_EXERCISE BRIEF_
Only lines holding the word "canopy" are wanted from the records; copy all of them.

*** AVAILABLE DATA ***

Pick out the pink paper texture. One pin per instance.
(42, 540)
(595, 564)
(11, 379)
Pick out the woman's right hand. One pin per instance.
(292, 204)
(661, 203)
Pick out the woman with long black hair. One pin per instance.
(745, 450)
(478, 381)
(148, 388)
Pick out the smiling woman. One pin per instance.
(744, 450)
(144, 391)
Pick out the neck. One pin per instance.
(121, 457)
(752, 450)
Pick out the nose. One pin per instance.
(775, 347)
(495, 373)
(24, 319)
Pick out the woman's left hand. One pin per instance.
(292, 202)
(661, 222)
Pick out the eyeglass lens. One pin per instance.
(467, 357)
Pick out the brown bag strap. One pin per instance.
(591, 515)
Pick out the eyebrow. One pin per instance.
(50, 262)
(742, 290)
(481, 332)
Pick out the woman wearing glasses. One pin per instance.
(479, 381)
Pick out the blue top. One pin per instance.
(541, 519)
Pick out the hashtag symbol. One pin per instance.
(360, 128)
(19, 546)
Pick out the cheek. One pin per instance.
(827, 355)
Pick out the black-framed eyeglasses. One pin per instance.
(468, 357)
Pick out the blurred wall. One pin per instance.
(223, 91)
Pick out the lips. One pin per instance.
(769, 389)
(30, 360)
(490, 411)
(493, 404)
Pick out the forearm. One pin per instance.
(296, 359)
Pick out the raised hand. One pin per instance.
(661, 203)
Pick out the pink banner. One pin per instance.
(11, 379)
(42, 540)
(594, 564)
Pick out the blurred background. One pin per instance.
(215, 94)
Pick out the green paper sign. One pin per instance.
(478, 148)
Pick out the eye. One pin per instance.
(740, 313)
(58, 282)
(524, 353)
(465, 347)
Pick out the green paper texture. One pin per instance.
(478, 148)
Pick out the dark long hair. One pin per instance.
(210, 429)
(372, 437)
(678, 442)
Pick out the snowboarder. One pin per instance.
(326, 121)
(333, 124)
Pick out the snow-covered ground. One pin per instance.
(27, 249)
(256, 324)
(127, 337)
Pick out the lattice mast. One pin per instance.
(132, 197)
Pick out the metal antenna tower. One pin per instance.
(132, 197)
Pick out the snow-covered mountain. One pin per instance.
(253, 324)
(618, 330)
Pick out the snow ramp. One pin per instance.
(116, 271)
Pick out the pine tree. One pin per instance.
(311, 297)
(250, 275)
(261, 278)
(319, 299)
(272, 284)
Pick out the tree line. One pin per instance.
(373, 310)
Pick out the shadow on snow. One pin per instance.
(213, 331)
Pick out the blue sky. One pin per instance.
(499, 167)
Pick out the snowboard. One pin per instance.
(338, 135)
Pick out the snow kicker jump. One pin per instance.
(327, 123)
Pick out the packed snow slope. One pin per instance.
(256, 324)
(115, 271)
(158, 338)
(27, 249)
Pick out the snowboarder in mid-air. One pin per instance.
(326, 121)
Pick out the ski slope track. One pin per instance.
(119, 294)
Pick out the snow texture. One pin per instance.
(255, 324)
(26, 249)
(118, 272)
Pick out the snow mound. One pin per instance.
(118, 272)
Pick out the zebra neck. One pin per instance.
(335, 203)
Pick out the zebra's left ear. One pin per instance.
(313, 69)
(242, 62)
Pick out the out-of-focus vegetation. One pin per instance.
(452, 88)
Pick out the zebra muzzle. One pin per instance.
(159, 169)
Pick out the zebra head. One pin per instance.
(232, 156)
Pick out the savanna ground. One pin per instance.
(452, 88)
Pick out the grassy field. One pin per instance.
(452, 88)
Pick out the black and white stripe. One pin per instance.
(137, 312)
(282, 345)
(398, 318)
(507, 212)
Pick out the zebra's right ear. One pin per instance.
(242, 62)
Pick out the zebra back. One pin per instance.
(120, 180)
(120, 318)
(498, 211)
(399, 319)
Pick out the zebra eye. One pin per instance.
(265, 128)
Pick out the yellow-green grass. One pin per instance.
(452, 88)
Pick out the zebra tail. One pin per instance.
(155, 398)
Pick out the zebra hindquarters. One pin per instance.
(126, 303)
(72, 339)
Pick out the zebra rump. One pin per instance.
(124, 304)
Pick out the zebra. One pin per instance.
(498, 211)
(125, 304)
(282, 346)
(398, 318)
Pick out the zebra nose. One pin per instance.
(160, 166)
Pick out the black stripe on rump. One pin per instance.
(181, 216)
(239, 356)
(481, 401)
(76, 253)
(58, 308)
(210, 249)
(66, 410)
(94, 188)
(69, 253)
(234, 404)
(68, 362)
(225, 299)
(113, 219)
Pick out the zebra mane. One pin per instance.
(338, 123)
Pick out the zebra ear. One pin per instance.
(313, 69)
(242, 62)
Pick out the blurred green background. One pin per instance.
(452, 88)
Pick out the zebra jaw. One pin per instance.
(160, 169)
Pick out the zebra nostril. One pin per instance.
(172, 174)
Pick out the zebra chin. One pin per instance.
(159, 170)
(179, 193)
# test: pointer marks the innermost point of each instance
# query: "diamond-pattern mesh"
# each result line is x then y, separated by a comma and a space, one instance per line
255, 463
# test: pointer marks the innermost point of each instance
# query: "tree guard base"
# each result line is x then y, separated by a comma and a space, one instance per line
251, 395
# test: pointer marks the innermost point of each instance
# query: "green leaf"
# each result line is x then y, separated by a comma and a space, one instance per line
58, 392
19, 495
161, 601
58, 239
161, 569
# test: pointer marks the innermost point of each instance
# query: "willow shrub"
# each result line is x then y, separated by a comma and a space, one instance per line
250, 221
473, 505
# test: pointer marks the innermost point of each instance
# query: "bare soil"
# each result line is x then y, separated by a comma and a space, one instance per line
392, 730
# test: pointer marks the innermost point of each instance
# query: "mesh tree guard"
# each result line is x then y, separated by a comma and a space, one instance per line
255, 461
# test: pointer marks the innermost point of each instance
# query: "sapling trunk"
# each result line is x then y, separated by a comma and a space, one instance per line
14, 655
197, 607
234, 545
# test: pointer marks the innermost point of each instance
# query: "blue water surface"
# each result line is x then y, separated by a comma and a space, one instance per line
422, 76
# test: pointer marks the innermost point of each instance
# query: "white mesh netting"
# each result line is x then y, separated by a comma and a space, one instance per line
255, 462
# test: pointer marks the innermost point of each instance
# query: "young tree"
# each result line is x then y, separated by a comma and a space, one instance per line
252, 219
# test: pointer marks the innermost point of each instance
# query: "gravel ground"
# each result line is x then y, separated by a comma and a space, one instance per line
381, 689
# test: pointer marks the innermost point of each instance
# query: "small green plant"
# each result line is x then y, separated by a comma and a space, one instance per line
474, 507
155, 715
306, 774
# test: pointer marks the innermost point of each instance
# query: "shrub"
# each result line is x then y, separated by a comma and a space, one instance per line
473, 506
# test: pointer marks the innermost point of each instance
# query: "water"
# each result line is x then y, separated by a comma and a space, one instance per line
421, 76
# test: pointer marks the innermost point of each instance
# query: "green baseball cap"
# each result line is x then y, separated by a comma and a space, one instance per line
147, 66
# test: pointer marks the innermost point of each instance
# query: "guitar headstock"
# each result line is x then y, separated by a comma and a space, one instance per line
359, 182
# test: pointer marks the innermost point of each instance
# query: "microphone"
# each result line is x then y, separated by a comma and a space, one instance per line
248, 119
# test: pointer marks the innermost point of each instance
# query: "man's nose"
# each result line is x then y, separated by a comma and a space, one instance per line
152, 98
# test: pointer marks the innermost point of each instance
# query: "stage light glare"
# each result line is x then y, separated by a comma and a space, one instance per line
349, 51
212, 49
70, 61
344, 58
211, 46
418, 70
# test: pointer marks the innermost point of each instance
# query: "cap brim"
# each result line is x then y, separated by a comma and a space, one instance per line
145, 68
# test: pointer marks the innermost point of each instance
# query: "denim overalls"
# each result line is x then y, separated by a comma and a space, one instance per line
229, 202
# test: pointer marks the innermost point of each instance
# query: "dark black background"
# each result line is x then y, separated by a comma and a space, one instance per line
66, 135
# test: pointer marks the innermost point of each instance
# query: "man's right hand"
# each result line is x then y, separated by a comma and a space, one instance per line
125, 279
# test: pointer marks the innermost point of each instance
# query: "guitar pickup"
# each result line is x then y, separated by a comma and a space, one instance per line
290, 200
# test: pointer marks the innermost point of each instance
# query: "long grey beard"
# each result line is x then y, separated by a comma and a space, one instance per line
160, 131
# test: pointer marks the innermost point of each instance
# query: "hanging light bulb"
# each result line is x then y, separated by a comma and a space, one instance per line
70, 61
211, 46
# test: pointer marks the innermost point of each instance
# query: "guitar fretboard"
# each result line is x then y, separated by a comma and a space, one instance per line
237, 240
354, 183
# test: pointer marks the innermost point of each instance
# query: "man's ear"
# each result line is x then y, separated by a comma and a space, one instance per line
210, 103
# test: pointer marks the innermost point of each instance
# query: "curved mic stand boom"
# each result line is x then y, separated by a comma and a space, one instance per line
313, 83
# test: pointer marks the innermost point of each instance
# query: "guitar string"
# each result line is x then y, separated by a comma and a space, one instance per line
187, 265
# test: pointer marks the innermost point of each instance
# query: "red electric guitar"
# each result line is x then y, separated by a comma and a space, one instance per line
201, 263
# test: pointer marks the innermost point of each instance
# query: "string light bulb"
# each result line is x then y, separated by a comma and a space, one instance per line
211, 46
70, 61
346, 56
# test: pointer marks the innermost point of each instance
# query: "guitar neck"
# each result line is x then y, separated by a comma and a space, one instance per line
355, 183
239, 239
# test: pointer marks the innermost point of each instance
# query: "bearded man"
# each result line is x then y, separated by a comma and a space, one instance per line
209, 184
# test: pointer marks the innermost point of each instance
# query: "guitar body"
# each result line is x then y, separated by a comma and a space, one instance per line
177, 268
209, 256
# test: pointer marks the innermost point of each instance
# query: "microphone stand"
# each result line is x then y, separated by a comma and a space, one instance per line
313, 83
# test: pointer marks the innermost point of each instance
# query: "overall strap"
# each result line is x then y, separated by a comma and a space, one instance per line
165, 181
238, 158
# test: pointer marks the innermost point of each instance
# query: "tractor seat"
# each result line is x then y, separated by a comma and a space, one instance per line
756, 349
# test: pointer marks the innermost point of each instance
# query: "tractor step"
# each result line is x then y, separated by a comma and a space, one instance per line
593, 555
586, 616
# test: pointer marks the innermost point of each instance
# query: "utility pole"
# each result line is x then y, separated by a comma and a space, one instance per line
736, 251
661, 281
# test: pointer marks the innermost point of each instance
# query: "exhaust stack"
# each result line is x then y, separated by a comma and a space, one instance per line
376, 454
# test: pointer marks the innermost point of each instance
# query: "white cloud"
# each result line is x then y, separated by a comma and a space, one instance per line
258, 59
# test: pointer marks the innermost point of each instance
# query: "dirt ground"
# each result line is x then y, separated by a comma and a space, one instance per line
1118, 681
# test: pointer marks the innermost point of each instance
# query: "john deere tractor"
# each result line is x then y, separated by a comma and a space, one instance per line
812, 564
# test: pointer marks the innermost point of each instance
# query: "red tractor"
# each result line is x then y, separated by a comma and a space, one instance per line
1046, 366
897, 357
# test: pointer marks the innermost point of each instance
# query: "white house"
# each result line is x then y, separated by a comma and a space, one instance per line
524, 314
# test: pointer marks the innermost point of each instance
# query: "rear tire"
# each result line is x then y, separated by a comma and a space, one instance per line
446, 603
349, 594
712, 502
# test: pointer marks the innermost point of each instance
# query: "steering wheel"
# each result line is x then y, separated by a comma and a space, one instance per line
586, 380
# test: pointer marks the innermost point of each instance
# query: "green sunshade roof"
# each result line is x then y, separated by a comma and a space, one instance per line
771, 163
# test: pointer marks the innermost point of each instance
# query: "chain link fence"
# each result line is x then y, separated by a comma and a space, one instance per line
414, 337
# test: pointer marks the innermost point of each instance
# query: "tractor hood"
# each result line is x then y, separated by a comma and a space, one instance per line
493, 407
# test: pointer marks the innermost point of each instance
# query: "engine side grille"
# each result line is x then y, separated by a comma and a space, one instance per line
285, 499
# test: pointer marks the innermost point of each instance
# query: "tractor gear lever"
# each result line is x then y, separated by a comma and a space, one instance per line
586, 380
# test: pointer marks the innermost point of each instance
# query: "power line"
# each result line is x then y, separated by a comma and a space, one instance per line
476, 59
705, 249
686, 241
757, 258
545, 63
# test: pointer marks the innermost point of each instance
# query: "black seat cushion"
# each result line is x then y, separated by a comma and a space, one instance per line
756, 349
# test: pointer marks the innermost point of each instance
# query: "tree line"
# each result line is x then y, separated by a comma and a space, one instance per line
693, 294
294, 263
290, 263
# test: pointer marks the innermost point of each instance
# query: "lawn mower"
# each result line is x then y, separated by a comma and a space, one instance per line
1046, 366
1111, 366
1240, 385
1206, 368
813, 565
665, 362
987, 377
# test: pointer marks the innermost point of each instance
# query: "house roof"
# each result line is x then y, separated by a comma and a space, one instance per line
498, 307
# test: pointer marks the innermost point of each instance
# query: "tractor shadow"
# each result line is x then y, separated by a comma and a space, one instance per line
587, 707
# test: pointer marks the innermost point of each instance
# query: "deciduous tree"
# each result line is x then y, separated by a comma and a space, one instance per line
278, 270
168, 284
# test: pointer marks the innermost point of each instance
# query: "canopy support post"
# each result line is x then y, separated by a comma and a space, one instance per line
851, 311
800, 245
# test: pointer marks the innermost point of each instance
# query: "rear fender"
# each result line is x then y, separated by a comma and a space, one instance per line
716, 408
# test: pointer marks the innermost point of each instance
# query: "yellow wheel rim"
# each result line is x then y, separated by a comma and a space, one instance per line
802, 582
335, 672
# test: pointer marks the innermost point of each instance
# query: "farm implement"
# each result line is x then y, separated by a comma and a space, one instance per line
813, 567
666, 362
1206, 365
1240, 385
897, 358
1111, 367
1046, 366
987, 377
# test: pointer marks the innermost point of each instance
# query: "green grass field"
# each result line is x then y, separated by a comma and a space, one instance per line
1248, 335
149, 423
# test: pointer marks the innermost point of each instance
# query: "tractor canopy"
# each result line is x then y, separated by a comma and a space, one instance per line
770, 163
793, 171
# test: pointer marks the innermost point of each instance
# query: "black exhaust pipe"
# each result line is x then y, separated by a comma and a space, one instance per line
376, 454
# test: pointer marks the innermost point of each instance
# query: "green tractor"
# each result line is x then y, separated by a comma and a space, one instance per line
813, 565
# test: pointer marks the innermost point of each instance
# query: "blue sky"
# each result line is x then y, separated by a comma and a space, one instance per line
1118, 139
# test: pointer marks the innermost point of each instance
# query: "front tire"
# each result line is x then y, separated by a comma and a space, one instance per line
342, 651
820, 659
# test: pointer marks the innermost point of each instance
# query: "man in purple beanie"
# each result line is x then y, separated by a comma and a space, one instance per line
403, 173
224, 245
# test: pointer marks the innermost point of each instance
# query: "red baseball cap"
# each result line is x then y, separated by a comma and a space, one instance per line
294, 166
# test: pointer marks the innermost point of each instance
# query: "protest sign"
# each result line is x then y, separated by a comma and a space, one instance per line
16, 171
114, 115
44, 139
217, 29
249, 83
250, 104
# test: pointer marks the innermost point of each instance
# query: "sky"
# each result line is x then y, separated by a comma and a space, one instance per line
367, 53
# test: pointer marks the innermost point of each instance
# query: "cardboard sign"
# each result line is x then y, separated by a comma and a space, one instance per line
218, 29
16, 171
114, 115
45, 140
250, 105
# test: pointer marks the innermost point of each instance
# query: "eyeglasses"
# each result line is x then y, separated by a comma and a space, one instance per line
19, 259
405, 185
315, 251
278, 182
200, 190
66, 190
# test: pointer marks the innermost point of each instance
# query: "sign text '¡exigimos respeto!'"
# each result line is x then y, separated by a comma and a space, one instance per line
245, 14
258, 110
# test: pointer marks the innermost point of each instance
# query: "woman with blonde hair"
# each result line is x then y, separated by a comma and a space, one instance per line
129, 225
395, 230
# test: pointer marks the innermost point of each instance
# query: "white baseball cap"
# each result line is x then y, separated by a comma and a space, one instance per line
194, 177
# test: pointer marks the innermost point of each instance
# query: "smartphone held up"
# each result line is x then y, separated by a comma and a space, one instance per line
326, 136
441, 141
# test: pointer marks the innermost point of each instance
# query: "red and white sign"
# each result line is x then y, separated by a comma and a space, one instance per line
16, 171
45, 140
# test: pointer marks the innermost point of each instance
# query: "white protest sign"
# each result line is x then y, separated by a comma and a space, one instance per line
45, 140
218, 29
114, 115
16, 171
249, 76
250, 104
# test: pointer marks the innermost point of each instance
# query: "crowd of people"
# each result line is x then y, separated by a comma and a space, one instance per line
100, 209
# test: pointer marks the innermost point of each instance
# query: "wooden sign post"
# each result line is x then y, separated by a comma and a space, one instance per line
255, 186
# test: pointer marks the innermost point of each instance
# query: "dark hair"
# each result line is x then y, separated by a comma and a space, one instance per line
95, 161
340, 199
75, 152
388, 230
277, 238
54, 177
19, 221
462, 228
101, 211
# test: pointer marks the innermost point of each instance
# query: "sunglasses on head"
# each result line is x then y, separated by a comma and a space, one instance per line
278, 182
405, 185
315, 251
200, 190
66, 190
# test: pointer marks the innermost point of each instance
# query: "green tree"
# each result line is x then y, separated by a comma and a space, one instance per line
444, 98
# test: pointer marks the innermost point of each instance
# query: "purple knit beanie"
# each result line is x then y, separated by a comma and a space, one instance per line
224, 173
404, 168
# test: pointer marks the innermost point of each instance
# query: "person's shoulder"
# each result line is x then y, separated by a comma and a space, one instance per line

*** End of AVAILABLE DATA ***

_THE ANSWER_
# query: "canopy support post"
# query: "tractor canopy"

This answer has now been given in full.